▶ _WHAT IS NEEDED_:
Each record below must be returned exactly as shown.

▶ _ITEMS_:
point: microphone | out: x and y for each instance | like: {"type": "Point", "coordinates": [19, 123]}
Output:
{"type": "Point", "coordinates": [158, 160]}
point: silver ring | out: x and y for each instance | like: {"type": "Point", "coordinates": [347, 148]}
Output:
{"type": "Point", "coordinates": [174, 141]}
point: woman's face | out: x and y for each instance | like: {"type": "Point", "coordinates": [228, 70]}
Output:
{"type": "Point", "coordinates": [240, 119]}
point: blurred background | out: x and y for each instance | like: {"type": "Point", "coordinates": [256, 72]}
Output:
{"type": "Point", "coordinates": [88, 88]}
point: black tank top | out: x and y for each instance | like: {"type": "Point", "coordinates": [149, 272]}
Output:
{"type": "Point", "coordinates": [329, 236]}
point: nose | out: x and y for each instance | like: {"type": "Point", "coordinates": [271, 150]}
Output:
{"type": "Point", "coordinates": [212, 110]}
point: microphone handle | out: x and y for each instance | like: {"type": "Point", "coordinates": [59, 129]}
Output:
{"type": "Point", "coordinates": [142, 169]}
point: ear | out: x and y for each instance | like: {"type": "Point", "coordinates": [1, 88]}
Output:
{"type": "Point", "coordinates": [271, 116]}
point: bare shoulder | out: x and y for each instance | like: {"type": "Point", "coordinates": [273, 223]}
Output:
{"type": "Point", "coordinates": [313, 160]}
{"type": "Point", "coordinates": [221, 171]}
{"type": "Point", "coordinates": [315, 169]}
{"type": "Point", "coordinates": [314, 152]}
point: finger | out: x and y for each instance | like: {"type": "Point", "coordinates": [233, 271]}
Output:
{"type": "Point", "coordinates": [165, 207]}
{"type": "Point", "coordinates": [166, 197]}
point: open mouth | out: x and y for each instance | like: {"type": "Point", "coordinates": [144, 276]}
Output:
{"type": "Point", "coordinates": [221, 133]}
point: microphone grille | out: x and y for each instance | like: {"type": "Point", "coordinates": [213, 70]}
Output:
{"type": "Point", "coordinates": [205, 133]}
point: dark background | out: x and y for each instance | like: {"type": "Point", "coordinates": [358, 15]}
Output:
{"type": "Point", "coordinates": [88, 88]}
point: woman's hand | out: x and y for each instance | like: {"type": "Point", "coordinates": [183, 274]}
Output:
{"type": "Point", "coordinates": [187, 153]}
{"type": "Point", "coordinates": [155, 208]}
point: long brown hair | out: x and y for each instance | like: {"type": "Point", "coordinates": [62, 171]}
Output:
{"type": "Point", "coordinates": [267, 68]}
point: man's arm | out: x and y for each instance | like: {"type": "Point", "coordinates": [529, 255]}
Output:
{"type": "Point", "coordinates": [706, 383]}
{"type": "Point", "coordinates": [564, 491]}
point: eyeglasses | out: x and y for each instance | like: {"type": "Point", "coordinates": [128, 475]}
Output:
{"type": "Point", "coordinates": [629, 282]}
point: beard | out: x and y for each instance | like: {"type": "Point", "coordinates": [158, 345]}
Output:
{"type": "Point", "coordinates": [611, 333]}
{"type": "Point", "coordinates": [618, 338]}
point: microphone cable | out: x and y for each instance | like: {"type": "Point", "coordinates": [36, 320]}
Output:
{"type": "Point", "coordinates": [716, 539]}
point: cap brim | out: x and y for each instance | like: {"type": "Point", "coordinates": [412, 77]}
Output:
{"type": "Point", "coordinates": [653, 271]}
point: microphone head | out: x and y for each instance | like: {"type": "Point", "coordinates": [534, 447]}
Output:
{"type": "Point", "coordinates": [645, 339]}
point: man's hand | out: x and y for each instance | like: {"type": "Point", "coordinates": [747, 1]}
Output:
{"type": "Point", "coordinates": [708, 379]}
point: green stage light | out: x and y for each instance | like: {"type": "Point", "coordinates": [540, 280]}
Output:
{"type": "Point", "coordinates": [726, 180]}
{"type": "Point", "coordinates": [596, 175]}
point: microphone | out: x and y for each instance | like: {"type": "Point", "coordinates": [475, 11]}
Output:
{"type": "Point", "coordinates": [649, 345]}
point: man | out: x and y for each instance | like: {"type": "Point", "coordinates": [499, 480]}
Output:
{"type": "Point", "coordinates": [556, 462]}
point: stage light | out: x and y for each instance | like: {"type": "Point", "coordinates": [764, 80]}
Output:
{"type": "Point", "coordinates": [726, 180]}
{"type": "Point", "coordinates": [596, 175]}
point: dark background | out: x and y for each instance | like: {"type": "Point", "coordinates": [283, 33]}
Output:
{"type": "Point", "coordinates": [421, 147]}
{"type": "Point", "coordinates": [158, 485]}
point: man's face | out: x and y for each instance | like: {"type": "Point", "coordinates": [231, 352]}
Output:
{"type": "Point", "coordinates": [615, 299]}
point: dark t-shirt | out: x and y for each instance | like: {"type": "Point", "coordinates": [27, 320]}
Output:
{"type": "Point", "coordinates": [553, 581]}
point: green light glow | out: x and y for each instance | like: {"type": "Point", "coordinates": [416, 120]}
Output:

▶ _RESULT_:
point: microphone | out: x and y for each instance | like: {"type": "Point", "coordinates": [19, 123]}
Output:
{"type": "Point", "coordinates": [158, 160]}
point: silver ring | out: x and y for each instance | like: {"type": "Point", "coordinates": [347, 148]}
Output:
{"type": "Point", "coordinates": [174, 141]}
point: woman's face | out: x and y for each instance | like: {"type": "Point", "coordinates": [228, 70]}
Output:
{"type": "Point", "coordinates": [240, 119]}
point: blurred background | out: x and y for each instance | like: {"type": "Point", "coordinates": [256, 72]}
Output:
{"type": "Point", "coordinates": [88, 88]}
point: black tank top | out: x and y for each instance | like: {"type": "Point", "coordinates": [149, 272]}
Output:
{"type": "Point", "coordinates": [329, 236]}
point: nose | out: x and y for each instance | like: {"type": "Point", "coordinates": [271, 150]}
Output:
{"type": "Point", "coordinates": [212, 110]}
point: microphone handle | out: x and y for each instance | like: {"type": "Point", "coordinates": [59, 129]}
Output:
{"type": "Point", "coordinates": [142, 169]}
point: ear | out: x and y for each instance | like: {"type": "Point", "coordinates": [1, 88]}
Output:
{"type": "Point", "coordinates": [271, 116]}
point: bare shoulder | out: x and y for each instance | like: {"type": "Point", "coordinates": [273, 223]}
Output:
{"type": "Point", "coordinates": [313, 160]}
{"type": "Point", "coordinates": [221, 171]}
{"type": "Point", "coordinates": [315, 169]}
{"type": "Point", "coordinates": [314, 152]}
point: finger | out: x and y for each instance | like: {"type": "Point", "coordinates": [233, 271]}
Output:
{"type": "Point", "coordinates": [165, 207]}
{"type": "Point", "coordinates": [166, 197]}
point: open mouth | out: x and y for each instance | like: {"type": "Point", "coordinates": [144, 276]}
Output:
{"type": "Point", "coordinates": [221, 133]}
point: microphone grille | out: x and y for each instance | like: {"type": "Point", "coordinates": [213, 70]}
Output:
{"type": "Point", "coordinates": [205, 133]}
point: dark background | out: x and y for each instance | like: {"type": "Point", "coordinates": [358, 15]}
Output:
{"type": "Point", "coordinates": [88, 88]}
point: woman's hand | out: x and y for each instance | like: {"type": "Point", "coordinates": [183, 274]}
Output:
{"type": "Point", "coordinates": [187, 153]}
{"type": "Point", "coordinates": [155, 208]}
point: long brown hair | out: x and y for each instance | like: {"type": "Point", "coordinates": [62, 171]}
Output:
{"type": "Point", "coordinates": [267, 68]}
point: man's arm | out: x and y for each instance | like: {"type": "Point", "coordinates": [529, 255]}
Output:
{"type": "Point", "coordinates": [706, 383]}
{"type": "Point", "coordinates": [564, 491]}
point: eyeglasses | out: x and y for each instance | like: {"type": "Point", "coordinates": [128, 475]}
Output:
{"type": "Point", "coordinates": [629, 282]}
point: beard | out: x and y for each instance | like: {"type": "Point", "coordinates": [158, 345]}
Output:
{"type": "Point", "coordinates": [611, 333]}
{"type": "Point", "coordinates": [618, 338]}
point: microphone cable | out: x and y for each instance | like: {"type": "Point", "coordinates": [36, 320]}
Output:
{"type": "Point", "coordinates": [716, 539]}
point: cap brim | out: x and y for each instance | like: {"type": "Point", "coordinates": [412, 77]}
Output:
{"type": "Point", "coordinates": [653, 271]}
point: microphone head | out: x and y for each instance | like: {"type": "Point", "coordinates": [534, 447]}
Output:
{"type": "Point", "coordinates": [645, 339]}
point: man's hand | out: x and y for each instance | like: {"type": "Point", "coordinates": [747, 1]}
Output:
{"type": "Point", "coordinates": [708, 379]}
point: green stage light | out: x and y for each instance | like: {"type": "Point", "coordinates": [540, 280]}
Output:
{"type": "Point", "coordinates": [726, 180]}
{"type": "Point", "coordinates": [596, 175]}
point: microphone | out: x and y for each instance | like: {"type": "Point", "coordinates": [475, 11]}
Output:
{"type": "Point", "coordinates": [649, 345]}
point: man | out: x and y for each instance | like: {"type": "Point", "coordinates": [499, 480]}
Output:
{"type": "Point", "coordinates": [556, 462]}
point: stage light | out: x and y for each instance | like: {"type": "Point", "coordinates": [764, 80]}
Output:
{"type": "Point", "coordinates": [726, 180]}
{"type": "Point", "coordinates": [596, 175]}
point: dark background | out: x and y for each instance | like: {"type": "Point", "coordinates": [283, 33]}
Output:
{"type": "Point", "coordinates": [421, 147]}
{"type": "Point", "coordinates": [158, 485]}
point: man's face | out: x and y for each instance | like: {"type": "Point", "coordinates": [231, 352]}
Output:
{"type": "Point", "coordinates": [615, 299]}
point: dark t-shirt | out: x and y for each instance | like: {"type": "Point", "coordinates": [27, 320]}
Output:
{"type": "Point", "coordinates": [553, 581]}
point: green light glow | out: x and y for each instance | like: {"type": "Point", "coordinates": [416, 120]}
Output:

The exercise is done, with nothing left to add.